Task goal: Write each entry down again precisely, skipping nothing.
━━ Data for processing
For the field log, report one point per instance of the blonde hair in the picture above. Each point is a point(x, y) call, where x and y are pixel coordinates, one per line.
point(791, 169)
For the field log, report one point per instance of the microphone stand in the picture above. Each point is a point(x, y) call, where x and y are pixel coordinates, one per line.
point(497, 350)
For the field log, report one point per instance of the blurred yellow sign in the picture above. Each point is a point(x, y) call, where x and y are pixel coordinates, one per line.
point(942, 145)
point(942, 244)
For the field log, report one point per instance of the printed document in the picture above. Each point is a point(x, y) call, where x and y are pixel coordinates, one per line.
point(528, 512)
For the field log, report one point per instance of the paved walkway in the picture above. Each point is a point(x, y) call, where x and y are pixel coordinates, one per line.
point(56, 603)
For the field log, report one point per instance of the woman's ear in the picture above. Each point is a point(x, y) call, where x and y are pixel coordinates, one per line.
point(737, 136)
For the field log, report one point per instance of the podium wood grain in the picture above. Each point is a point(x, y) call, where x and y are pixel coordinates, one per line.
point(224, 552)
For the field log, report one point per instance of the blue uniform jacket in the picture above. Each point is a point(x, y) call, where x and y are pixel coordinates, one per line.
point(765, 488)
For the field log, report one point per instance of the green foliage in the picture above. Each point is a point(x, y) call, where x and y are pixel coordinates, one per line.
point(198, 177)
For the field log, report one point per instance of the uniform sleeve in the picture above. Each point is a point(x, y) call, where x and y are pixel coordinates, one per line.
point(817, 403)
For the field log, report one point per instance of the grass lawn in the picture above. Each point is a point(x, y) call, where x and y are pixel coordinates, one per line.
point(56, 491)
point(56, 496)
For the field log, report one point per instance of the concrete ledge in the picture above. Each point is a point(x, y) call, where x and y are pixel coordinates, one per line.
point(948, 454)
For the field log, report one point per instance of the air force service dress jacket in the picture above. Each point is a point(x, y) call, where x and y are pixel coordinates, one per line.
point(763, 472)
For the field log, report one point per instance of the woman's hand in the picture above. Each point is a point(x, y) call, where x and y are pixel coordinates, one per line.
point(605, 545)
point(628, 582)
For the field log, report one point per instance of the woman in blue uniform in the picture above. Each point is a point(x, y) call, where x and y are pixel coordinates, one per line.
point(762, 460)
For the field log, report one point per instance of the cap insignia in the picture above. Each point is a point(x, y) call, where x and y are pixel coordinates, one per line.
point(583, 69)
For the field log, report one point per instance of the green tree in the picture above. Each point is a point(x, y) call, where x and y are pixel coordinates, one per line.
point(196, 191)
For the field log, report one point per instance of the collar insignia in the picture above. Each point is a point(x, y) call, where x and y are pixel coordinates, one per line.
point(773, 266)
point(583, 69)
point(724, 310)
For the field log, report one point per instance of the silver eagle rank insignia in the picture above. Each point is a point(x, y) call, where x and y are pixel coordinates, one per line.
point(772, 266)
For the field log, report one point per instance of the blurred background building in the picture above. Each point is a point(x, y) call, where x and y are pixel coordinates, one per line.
━━━━
Output of the task:
For the field log, report one point per instance of the blonde hair in the picture above. Each point is a point(x, y) call, where x and y are pixel coordinates, one per line.
point(791, 169)
For the field log, report one point per instance of the microphone stand in the picture above. Each point is a point(x, y) call, where x and y are pixel coordinates, one per line.
point(497, 350)
For the field log, report one point per instance of the blurred yellow sign in the picture above. Each point is a point(x, y) call, where x and y are pixel coordinates, one per line.
point(942, 145)
point(942, 244)
For the field log, report one point per instance of the printed document in the picture above. Each point is a point(x, y) call, where x and y are pixel coordinates, one per line.
point(528, 512)
For the field log, report one point per instance of the paved walkway in the picture above. Each point is a point(x, y) call, where x and y are pixel coordinates, one per line.
point(56, 603)
For the field log, report one point per instance of the woman's ear in the picture above. Each point is a point(x, y) call, where x and y are pixel coordinates, one per line.
point(737, 136)
For the field log, report one point per instance of the podium wood grain in the picture above. Each point is a point(x, y) call, where x and y are pixel coordinates, one per line.
point(224, 552)
For the field log, report one point per instance of the blue uniform jacket in the picture above. Each point is a point(x, y) call, where x and y are pixel coordinates, one per line.
point(765, 488)
For the field log, report one point per instance of the green foliage in the picture above. Each point is a point(x, y) call, where x and y are pixel coordinates, one per line.
point(198, 177)
For the field log, report one point per instance of the uniform sleeve in the picture above. Each point is a point(x, y) call, where x and y are pixel coordinates, one per line.
point(817, 403)
For the field log, report one point per instance of the grass lawn in the picture above. Each point is a point(x, y) call, where x and y are pixel coordinates, one per line.
point(56, 491)
point(56, 496)
For the field log, report one point per instance of the concrete ledge in the picture above. Each point is a point(x, y) call, where x and y are pixel coordinates, one per line.
point(948, 454)
For the field log, report one point per instance of the air force service dress jacket in the picture above. Each point is a point(x, y) call, where x and y are pixel coordinates, one per line.
point(763, 472)
For the field log, report one point per instance of the woman's hand in the picture above. Each point is a point(x, y) call, where x and y are pixel coordinates, one per line.
point(605, 545)
point(628, 582)
For the field log, report one point per instance of the woman in blue uniform in the picture above. Each point is a point(x, y) call, where x and y are pixel coordinates, one per line.
point(762, 460)
For the field log, report one point per instance of the cap insignia in the picture above. Each point is a point(x, y) call, where x and y are pixel coordinates, one per line.
point(583, 69)
For the field log, report one point per instance of the green tree in the picture above. Each point is a point(x, y) call, where x and y are pixel coordinates, one per line.
point(196, 191)
For the field log, report one point per instance of the collar insignia in the picture above. Each point is a point(x, y) call, where x and y are pixel coordinates, one per line.
point(773, 266)
point(583, 69)
point(724, 310)
For the field log, report one point per instance of the silver eagle rank insignia in the picture above. Each point is a point(x, y) call, where x and y are pixel coordinates, one per line.
point(772, 266)
For the field log, report one point per instance of the blurred background building in the picture above. Each point is a point(x, y) call, where x and y are pixel coordinates, one per line.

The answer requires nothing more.